Exercise goal: Everything from the line containing "Locate the white railing" down to the last line of the entries below must be transcribed exactly, and nothing else.

Entries from a dataset:
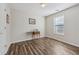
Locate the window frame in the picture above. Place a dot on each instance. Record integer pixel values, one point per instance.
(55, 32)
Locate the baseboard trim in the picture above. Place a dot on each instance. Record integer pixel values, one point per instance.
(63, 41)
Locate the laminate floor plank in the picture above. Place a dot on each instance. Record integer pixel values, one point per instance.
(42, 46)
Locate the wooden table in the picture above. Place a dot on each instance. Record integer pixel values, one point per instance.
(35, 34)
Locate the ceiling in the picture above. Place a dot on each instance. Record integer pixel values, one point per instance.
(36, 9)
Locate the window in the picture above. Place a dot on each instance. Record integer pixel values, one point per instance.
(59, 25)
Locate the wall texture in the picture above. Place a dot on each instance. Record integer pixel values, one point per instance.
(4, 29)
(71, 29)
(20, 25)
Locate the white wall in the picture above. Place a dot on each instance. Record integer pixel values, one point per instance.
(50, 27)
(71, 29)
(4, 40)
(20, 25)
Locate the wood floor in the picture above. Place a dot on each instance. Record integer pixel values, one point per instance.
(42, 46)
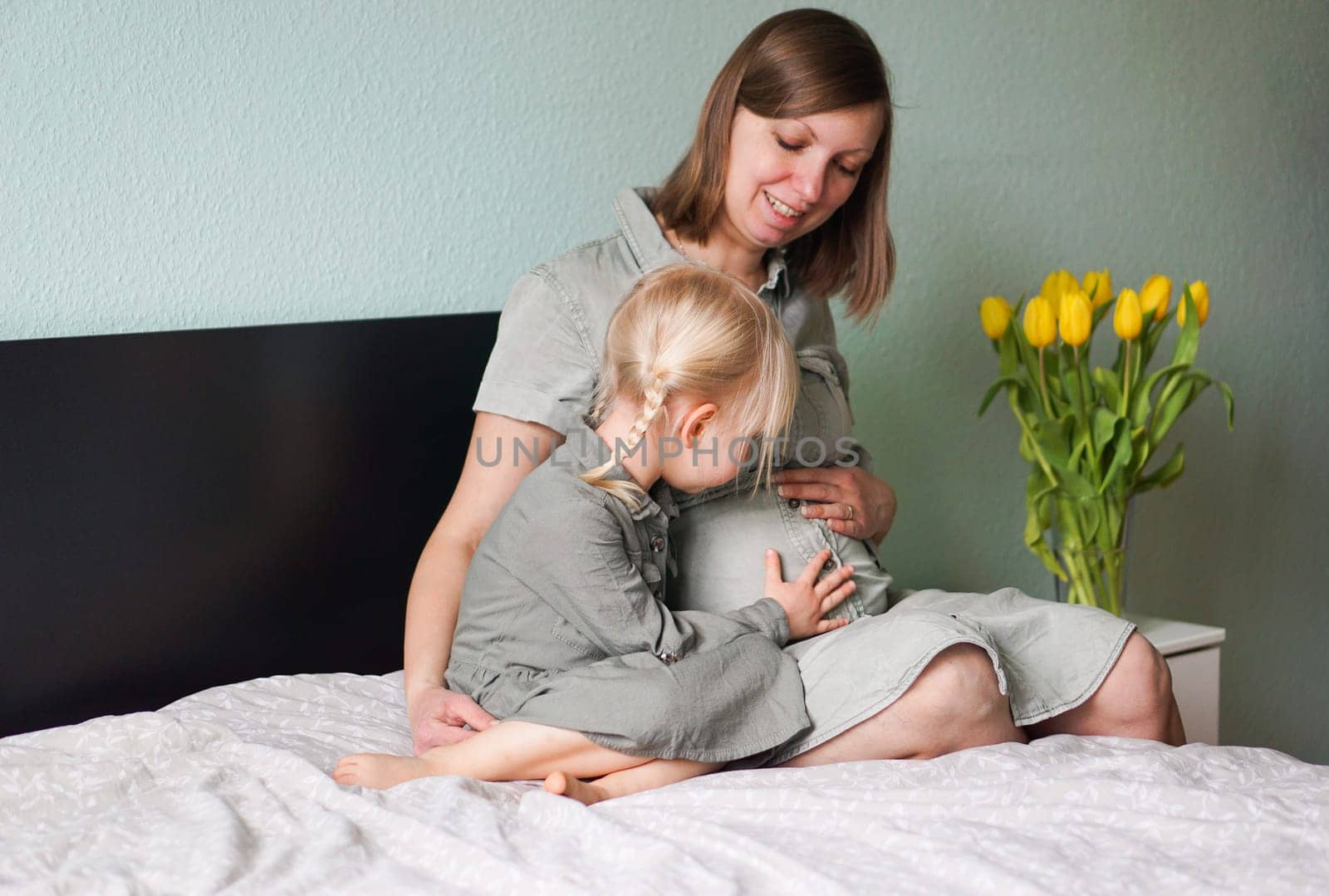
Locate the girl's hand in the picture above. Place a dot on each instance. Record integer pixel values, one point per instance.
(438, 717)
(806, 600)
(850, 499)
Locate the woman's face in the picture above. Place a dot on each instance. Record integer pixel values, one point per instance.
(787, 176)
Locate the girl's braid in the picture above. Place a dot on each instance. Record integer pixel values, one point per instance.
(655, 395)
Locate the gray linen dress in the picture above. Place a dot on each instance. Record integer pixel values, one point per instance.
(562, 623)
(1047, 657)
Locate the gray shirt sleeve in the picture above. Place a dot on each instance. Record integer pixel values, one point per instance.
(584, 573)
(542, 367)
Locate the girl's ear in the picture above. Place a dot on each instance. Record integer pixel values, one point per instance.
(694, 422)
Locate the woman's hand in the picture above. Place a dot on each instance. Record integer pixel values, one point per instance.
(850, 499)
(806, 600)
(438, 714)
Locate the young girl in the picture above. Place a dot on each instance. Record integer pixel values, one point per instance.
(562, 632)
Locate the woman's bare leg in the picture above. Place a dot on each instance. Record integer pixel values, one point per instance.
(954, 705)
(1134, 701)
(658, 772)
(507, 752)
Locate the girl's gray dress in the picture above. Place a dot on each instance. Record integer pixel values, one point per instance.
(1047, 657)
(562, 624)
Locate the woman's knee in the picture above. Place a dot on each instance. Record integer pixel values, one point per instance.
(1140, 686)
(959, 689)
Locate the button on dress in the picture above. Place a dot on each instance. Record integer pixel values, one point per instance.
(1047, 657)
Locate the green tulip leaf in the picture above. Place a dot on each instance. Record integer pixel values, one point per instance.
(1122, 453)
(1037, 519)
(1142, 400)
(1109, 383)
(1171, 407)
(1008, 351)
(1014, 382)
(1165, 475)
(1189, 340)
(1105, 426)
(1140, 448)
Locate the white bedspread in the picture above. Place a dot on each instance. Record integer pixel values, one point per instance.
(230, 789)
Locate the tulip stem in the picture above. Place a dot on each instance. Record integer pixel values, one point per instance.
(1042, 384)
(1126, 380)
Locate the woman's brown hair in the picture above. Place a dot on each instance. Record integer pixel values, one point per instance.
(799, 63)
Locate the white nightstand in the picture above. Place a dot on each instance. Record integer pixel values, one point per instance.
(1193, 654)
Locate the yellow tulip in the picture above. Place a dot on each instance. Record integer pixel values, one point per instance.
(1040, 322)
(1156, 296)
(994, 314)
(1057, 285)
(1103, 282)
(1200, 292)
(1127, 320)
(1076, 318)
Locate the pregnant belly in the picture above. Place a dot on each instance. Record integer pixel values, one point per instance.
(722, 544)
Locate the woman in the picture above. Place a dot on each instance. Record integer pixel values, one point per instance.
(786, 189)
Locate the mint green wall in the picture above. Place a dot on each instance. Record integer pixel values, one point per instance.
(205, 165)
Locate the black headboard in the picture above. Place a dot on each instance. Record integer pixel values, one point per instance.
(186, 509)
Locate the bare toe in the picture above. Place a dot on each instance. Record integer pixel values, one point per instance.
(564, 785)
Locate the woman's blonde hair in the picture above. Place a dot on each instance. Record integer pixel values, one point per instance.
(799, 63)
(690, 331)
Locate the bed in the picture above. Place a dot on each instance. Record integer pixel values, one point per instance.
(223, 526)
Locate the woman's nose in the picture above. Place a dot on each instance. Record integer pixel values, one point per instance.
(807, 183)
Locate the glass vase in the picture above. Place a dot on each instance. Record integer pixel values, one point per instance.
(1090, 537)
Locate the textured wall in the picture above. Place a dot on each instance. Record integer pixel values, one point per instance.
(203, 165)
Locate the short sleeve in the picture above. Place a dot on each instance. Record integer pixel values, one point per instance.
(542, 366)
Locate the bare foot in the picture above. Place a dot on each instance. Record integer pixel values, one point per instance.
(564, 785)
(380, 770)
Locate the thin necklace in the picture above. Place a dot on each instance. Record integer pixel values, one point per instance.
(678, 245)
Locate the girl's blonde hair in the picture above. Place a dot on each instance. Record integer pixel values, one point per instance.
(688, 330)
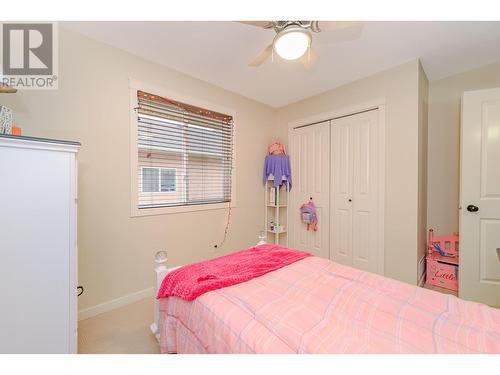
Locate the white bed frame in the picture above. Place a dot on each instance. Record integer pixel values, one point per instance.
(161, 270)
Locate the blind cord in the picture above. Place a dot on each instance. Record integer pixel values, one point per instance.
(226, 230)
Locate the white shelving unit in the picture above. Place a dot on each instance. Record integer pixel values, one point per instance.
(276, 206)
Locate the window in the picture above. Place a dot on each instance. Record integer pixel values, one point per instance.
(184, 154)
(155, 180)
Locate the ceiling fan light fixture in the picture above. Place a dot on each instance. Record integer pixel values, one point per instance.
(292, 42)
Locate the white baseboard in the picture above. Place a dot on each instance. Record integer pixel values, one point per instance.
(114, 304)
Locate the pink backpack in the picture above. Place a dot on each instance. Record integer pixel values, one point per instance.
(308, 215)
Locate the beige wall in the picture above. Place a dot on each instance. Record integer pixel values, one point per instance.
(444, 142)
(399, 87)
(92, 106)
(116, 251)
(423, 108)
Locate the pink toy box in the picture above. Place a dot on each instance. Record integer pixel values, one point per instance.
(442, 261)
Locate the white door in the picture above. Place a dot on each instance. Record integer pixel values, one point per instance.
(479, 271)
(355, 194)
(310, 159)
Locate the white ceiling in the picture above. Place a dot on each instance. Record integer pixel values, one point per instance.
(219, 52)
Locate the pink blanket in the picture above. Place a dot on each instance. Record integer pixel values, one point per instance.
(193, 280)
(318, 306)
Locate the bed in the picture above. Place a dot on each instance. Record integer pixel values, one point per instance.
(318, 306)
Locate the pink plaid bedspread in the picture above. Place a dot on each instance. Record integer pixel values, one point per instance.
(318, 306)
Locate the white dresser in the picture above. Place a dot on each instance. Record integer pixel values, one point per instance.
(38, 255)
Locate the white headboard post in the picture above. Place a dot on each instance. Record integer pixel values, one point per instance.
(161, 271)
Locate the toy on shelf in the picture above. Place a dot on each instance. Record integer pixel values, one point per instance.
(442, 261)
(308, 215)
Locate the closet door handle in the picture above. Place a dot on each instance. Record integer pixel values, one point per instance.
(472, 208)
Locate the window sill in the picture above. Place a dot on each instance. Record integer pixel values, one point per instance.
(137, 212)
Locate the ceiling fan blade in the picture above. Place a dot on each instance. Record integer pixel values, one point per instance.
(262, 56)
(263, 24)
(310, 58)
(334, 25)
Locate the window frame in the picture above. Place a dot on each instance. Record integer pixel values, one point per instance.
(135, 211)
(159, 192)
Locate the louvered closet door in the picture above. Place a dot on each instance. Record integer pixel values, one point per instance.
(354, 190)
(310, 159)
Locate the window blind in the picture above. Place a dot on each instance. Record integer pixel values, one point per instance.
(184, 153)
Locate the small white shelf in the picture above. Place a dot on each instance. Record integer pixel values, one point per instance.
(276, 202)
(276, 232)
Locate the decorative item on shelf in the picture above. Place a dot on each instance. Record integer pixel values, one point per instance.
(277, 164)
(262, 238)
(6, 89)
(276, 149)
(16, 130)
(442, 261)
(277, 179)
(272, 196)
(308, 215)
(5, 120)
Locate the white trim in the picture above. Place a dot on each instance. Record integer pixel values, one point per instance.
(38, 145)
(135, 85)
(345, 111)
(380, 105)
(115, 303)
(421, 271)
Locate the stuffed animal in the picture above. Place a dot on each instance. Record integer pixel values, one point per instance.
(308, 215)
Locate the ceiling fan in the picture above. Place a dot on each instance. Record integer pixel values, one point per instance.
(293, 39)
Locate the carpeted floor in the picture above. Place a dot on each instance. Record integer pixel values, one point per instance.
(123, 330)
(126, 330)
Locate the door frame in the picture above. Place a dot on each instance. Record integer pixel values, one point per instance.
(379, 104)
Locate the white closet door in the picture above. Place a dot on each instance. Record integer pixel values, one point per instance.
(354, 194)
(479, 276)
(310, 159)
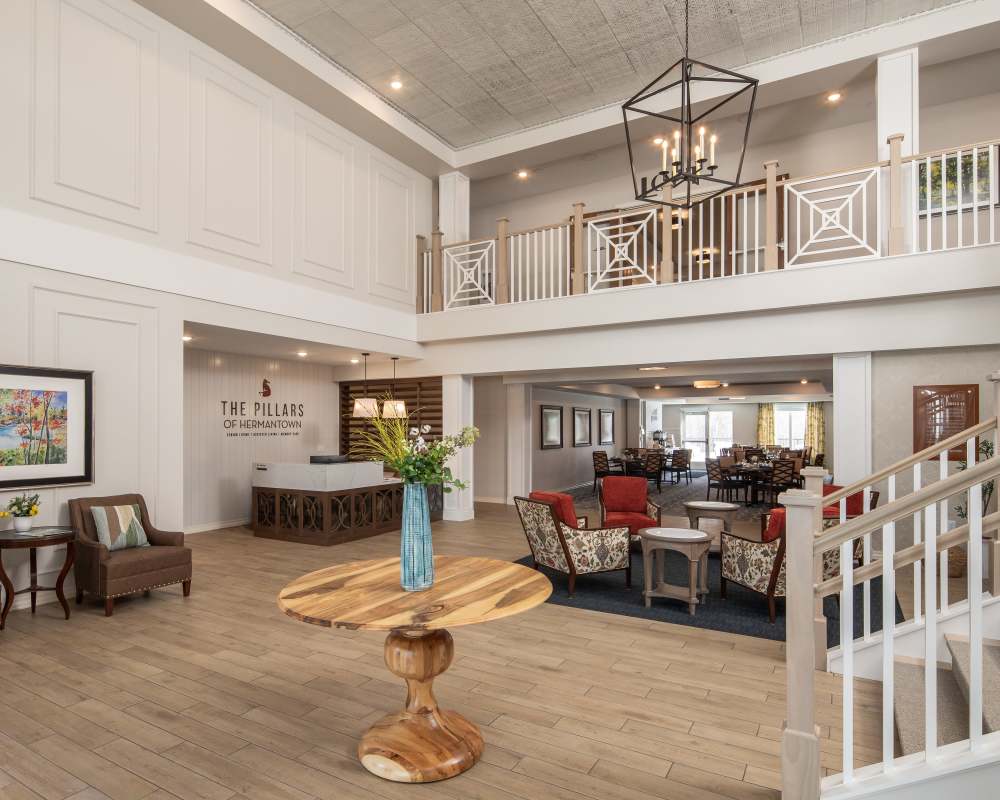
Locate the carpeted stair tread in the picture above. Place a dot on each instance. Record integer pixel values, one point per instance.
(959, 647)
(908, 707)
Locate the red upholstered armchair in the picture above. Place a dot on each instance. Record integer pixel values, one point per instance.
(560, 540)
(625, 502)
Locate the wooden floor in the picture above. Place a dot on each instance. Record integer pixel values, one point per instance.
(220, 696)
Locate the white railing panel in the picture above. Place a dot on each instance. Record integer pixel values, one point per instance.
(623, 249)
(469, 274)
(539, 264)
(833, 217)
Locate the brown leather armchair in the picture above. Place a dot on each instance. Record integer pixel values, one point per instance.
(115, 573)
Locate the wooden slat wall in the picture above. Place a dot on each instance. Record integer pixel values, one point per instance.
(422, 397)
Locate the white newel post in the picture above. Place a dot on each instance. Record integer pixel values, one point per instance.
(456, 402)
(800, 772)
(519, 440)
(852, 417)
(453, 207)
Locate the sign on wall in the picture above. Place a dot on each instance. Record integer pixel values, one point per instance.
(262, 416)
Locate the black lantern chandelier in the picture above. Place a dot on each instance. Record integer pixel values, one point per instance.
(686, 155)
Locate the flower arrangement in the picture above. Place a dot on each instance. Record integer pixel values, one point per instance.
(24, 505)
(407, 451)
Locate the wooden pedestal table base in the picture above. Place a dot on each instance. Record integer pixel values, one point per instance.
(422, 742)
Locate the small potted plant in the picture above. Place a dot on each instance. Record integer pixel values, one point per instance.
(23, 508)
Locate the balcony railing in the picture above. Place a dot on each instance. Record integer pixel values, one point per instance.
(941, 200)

Completed exercise:
Locate the white railing panel in the picture above. Place a dot on each instance. Record integer pixel values, one point per instance.
(623, 249)
(469, 274)
(539, 264)
(833, 217)
Locate the brown leather armchair in the picture above. Place a dot on each instance. Record integer pixel values, one point per instance.
(115, 573)
Locate the wooden slat wall in the picture above. Place a dot on each instance. Record integer pixel values, one point per instance.
(422, 397)
Locate the white newel post in the picture above. Place a dot on each instance. Record integer pixel values, one point per instance.
(456, 402)
(800, 772)
(519, 440)
(852, 417)
(453, 207)
Locate the sign on wall in the picture above. Place a dot on each instance. Record integer pixel values, one point per instance.
(262, 416)
Locate the black lantern chandelier in the picture above. Place a dot on each instance. Record integer pixel values, one point per instance.
(686, 155)
Locate the flower arrangement in the picture above. Place a dot on each instance. Record integer pixel values, one point per instance.
(24, 505)
(407, 451)
Locate the wooden pedestal table base in the picture above. Place a dot on each instance. Record integer pixel values, one point per instance.
(422, 742)
Locate the small potted plant in the picture above. Place a dot on each instance. Record integer pixel values, one point per instance.
(23, 508)
Locate the balcony railing in the picture above. Place a dot on each instance. Record integer pixel values, one point per instance.
(941, 200)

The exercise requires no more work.